Passage

------------------------------------

As for where in the pipeline to put it, I'm open to suggestions, but putting it here has some advantages.

This code is forming a loop with array accesses within it. There is a lot of code (from LSR to CGP) that tries to help massage these patterns into the optimal form for the target. I didn't really want to have target-specific IR generation, and so having this pass run before LSR and CGP seems useful.

Similarly, LoopSink may also want to sink computations into this code if we start putting branch weights from profiling into it and some of these regions end up marked cold. So putting this before LoopSink seemed to make sense.

It is actively harmful for this code to be before any of the vectorization or unrolling passes though: we'll try to vectorize and unroll this loop when the whole point was to keep it small! ;] We could use loop metadata to prevent this, but scheduling it afterward seems easier (and honestly, those passes should use the trip count upper bound predicate and avoid the transformations, but that is an issue for another day).

Last but not least, this pass is relatively sensitive to alignment, and so putting it after we re-compute alignment from assumption information seemed goodness.

This narrows the position to one, between the alignment synthesis and LoopSink.

Still, while the above hopefully explains my thought process, it doesn't mean this is the *right* place. Very open to suggestions for other positioning in the pipeline and what issues would be addressed, or just why it would be more natural. Certainly, the closer to the target the better as this is a clearly very target specific transformation.

https://reviews.llvm.org/D36059

------------------------------------

[Point placement records]

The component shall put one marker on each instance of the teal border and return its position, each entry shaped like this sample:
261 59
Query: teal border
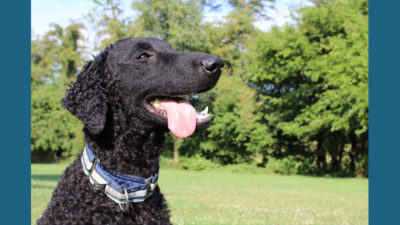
15 112
384 112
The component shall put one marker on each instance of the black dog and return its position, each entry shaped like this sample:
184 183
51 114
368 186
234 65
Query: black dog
126 98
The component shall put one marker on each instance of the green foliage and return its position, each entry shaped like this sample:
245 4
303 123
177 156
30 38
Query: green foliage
313 80
55 60
298 93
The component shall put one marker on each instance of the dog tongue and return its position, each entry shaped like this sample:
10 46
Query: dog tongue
181 117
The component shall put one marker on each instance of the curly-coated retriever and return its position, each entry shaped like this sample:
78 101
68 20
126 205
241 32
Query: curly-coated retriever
127 98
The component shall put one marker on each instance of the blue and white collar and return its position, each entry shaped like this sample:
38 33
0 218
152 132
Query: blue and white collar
120 188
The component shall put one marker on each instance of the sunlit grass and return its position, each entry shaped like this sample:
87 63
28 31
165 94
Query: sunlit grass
217 197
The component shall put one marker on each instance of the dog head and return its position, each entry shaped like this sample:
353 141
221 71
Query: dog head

------------------------------------

Write out the pass placement comment from "Similarly, LoopSink may" up to and including "to make sense.". These records come from a different source than the text.

Exercise response
Similarly, LoopSink may also want to sink computations into this code if we start putting branch weights from profiling into it and some of these regions end up marked cold. So putting this before LoopSink seemed to make sense.